[Labeled-object pointing entries]
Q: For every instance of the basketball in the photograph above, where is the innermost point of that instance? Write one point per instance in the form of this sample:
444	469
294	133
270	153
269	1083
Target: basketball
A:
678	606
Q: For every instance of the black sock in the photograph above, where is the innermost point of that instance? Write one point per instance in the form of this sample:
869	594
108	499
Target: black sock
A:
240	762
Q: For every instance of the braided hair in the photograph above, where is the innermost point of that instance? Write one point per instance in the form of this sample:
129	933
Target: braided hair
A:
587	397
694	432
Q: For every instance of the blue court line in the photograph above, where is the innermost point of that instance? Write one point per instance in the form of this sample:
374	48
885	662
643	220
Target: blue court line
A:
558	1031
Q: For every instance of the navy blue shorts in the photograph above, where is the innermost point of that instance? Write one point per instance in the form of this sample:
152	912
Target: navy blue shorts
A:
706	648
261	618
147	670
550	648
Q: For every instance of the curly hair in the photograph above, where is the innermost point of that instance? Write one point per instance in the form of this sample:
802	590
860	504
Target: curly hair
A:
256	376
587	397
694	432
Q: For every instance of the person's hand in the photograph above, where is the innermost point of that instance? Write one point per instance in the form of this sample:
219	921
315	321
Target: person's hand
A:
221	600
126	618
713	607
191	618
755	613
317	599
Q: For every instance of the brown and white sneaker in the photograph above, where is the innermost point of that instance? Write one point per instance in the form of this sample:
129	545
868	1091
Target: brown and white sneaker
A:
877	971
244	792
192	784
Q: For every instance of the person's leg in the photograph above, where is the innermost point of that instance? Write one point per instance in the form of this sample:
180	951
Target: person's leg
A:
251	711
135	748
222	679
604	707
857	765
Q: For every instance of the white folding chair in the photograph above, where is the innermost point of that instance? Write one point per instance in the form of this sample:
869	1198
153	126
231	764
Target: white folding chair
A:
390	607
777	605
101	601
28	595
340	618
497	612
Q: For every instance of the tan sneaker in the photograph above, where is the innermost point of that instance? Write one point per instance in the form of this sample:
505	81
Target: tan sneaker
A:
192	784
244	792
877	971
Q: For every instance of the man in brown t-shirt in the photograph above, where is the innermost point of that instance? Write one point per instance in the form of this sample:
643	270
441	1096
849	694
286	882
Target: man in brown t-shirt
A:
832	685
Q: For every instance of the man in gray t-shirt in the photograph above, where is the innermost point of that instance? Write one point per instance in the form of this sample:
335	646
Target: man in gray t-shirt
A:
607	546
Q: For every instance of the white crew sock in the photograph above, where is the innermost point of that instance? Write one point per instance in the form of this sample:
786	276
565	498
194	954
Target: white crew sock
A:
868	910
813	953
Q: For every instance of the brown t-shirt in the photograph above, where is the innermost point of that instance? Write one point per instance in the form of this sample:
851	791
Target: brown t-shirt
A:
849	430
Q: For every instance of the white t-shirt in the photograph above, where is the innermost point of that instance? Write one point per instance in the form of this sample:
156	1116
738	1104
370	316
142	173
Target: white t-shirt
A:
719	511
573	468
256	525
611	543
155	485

What to do: Your output consists solely of the lines from the one with "Q: For every instance of the man in brown" through the last line, copied exactly.

Solution to this exercise:
Q: For every instance of the man in brown t-shirt in the photograph above, where is the innermost point of that instance? Write one point per instance in the form of this sample:
643	270
441	1096
849	694
286	882
Target: man in brown t-shirt
A:
832	685
Q: For every instance of the man in gray t-shirt in the photograph above, where is the innermost point of that instance? Write one point per instance in the form of this sample:
335	646
Target: man in gray t-shirt
A:
607	546
Q: For every instance of the white crew sock in the photograph above, where is the innermost point of that instance? Write one point per instance in the form of this sample:
786	276
565	498
194	954
Target: white crew sock
A:
868	910
813	953
Q: For every instance of the brown t-shirt in the photograph above, where is the innermost point of that instance? Write one point per instance in the form of this sample:
851	791
Target: brown t-shirt
A:
849	430
Q: For every instance of the white t-shirt in the photograph above, where is the innermost point of that instance? Write one point per instance in the form of this sample:
156	1116
738	1104
370	316
142	173
Target: white t-shirt
A:
719	511
573	468
256	525
611	543
155	485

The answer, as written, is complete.